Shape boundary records
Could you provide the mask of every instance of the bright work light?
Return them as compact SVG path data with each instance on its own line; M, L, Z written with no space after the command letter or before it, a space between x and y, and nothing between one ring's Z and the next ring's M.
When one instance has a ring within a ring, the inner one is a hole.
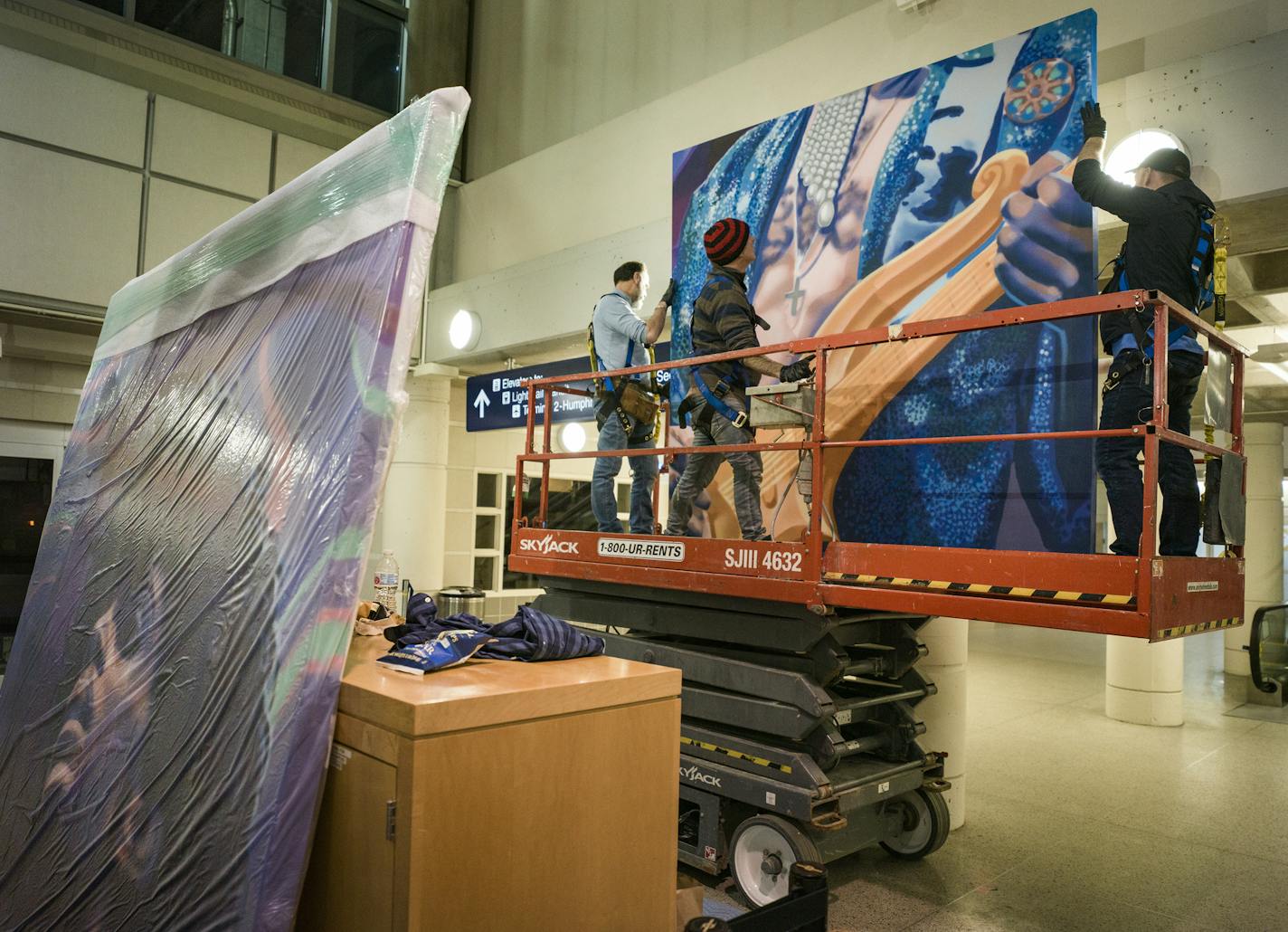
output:
M1145 156L1160 148L1179 148L1188 159L1190 152L1185 144L1166 129L1140 129L1128 135L1109 151L1105 161L1105 174L1115 182L1131 184L1132 174Z
M473 311L456 312L447 326L447 339L456 349L473 349L479 342L479 316Z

◆ Stated task: Please write out the records above word for word, leaving out the pictures.

◆ Output for this exercise:
Could you provide the mask of every instance of the bright work light?
Return them as compact SVG path data with each instance on its own line; M, L, Z written with no space after the command letter or before it, a space between x and y, and nothing between one ring's Z and the next ring's M.
When one instance has a ring within a ring, the inner one is a hole.
output:
M1145 156L1160 148L1179 148L1188 159L1190 152L1185 144L1166 129L1140 129L1128 135L1109 151L1105 161L1105 174L1115 182L1131 184L1132 174Z
M473 311L456 312L447 326L447 339L456 349L473 349L479 342L479 316Z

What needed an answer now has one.